GOAL A. From the hidden Markov model notes, copy the passage starting at "# Import modules" and ending at "print(len(corpus))".
GOAL B. In the hidden Markov model notes, list every method named under the Deep Learning category.
GOAL C. Pick up the hidden Markov model notebook from where it stops and continue writing it.

# Introduction


**What?** Hidden Markov Model (HMM)



# High level view of methods available in NLP


- The different approaches used to solve NLP problems commonly fall into three categories:
    - **Heuristics**: dictionaries and thesauruses
    - **Machine learning**: Naive Bayes, SVM, hidden Markov model, conditional random fields
    - **Deep Learning**: RNNs, LSTMs, GRUs, CNNs, transformer, autoencoder



# What is a hidden Markov model?


- The hidden Markov model (HMM) is a statistical model that assumes there is an underlying, unobservable process  with hidden states that generates the data—i.e., we can only observe the data once it is generated. 
- HMMs also  make the Markov assumption, which means that each hidden state is dependent on the previous state(s).
- Consider the NLP task of part-of-speech (POS) tagging, which deals with assigning part-of-speech tags to sentences.
- Parts of speech like JJ (adjective) and NN (noun) are hidden states, while the sentence “natural language processing (nlp)…” is directly observed.”



![image.png](attachment:image.png)

# Import modules

In [2]:
import nltk
from nltk.util import unique_list

# Implementation

In [14]:
corpus = nltk.corpus.brown.tagged_sents(categories='adventure')[:700]
print(len(corpus))

EXTRACTED RECORDS.
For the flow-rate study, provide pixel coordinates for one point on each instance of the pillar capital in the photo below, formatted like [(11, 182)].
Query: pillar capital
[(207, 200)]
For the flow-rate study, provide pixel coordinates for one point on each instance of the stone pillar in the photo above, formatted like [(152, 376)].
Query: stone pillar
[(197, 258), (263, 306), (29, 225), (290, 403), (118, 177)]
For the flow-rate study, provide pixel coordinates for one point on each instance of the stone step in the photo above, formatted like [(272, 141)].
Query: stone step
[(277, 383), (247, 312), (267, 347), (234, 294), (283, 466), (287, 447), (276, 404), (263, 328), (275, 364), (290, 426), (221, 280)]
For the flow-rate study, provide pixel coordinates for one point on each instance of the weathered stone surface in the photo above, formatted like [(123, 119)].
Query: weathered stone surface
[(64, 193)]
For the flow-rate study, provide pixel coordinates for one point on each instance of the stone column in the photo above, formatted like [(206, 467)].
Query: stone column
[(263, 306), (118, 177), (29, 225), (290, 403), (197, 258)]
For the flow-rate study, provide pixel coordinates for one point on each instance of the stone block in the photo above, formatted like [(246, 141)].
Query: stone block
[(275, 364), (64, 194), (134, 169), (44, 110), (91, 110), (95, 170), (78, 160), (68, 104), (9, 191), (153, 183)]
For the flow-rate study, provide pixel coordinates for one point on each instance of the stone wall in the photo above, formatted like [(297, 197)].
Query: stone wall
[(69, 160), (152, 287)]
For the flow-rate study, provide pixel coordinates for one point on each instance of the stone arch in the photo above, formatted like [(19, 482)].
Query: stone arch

OUTPUT A.
# Import modules

In [2]:
import nltk
from nltk.util import unique_list

# Implementation

In [14]:
corpus = nltk.corpus.brown.tagged_sents(categories='adventure')[:700]
print(len(corpus))

OUTPUT B. RNNs, LSTMs, GRUs, CNNs, transformer, autoencoder

OUTPUT C.
tag_set = unique_list(tag for sent in corpus for (word,tag) in sent)
print(len(tag_set))

symbols = unique_list(word for sent in corpus for (word,tag) in sent)
print(len(symbols))
print(len(tag_set))

symbols = unique_list(word for sent in corpus for (word,tag) in sent)
print(len(symbols))


trainer = nltk.tag.HiddenMarkovModelTrainer(tag_set, symbols)
train_corpus = []
test_corpus = []
for i in range(len(corpus)):
    if i % 10:
        train_corpus += [corpus[i]]
    else:
        test_corpus += [corpus[i]]

print(len(train_corpus))
print(len(test_corpus)) 

print("111")

#def train_and_test(est):
hmm = trainer.train_supervised(train_corpus)
print('%.2f%%' % (100 * hmm.evaluate(test_corpus)))

700
104
1908
104
1908
630
70
111
28.76%


# References


- Chopra, Deepti, Nisheeth Joshi, and Iti Mathur. Mastering natural language processing with python. Packt Publishing Ltd, 2016.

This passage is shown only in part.